• What this task involves
Exactly as written, quote every line that follows, skipping the images.

• Material supplied
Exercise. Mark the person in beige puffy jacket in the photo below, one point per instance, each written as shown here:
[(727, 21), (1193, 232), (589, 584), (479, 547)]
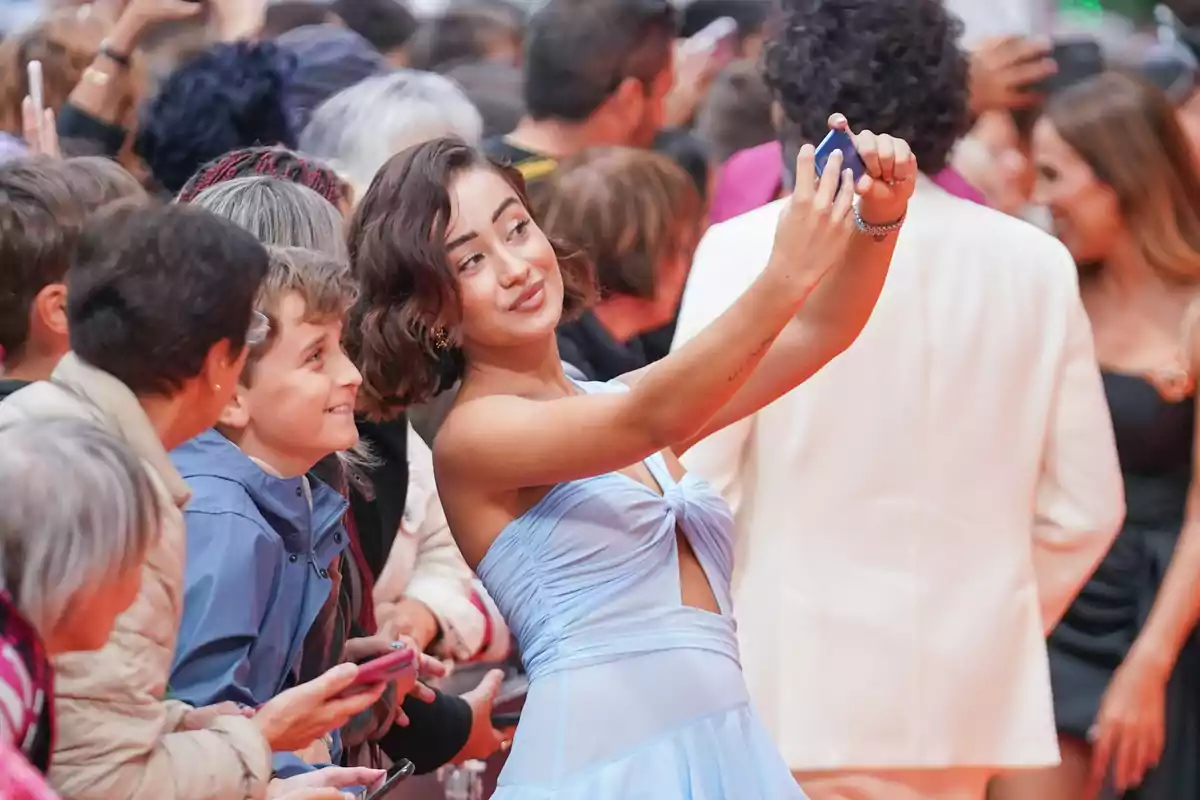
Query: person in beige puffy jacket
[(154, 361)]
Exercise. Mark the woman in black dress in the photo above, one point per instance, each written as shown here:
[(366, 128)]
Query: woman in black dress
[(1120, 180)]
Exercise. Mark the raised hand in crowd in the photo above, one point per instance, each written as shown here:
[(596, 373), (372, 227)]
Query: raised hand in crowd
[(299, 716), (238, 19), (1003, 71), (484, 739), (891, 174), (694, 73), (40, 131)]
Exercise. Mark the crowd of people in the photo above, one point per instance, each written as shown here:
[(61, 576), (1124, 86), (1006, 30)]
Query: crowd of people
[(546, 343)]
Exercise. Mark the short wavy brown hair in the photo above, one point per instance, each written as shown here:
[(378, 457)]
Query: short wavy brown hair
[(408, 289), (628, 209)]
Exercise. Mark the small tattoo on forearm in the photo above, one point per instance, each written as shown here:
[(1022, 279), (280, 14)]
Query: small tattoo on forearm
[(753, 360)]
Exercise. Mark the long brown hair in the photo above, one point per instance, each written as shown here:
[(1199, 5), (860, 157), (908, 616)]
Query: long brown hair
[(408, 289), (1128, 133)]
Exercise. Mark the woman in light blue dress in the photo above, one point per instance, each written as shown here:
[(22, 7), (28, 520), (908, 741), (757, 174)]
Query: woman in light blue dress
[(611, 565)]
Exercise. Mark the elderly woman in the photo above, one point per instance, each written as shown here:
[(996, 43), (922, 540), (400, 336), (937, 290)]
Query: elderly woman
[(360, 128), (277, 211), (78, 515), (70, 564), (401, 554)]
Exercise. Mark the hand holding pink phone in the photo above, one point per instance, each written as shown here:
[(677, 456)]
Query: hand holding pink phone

• Result below
Exercise. Mark the person in beige puffy jacket in the photo below, one point per instance, each written as shown here:
[(727, 21), (1193, 232), (589, 584), (479, 547)]
Query: person in beige puffy jacket
[(154, 361)]
Exercise. Mark the woman in black dress in the photo above, one point per instance, each written as shown here:
[(366, 128)]
Query: woman in black dress
[(1120, 180)]
Exercise. Mark the raised hand in crowd in the photo above, one point per instance, each written as shown here:
[(596, 373), (372, 227)]
Query: raised hand in crowd
[(299, 716), (238, 19), (1003, 71), (484, 739), (891, 174), (694, 73), (40, 131)]
Exercise. Mark the crowd of people in the photo above, one point per instance, each written as shown here:
[(61, 576), (1124, 86), (1006, 30)]
Query: crowd of people
[(546, 343)]
Exercise. Mark the short wavy brown hair in the photo above, one point per instance, each written as shown here:
[(378, 457)]
Query: short wavy brown hair
[(408, 289), (628, 209)]
Exercise. Mark the small tattoo on forearm in the photo above, one point per instance, each written as shown here:
[(1022, 279), (280, 14)]
Query: small tattoo on forearm
[(753, 360)]
Exercise. Mark the long brown hair in the photo above, one point per instance, each written as shown here:
[(1199, 5), (860, 157), (908, 616)]
Query: long brown hair
[(408, 289), (1128, 133)]
Exercise. Mark the woman in light blue dress in the photo above, one point per instance, each written as shown here:
[(22, 7), (28, 520), (908, 741), (757, 174)]
Query: woman in light blue dress
[(611, 565)]
Exercise. Mark the elderly woman in the photo above, one point per instance, each written as shown here:
[(996, 43), (922, 540), (400, 336), (937, 290)]
Query: elderly woman
[(360, 128), (277, 211), (78, 515), (70, 564), (401, 554)]
Exercise. Mark the hand holding pink phone in the photo above, one point per instance, each written as shown here:
[(677, 456)]
Query: hand holding pink phone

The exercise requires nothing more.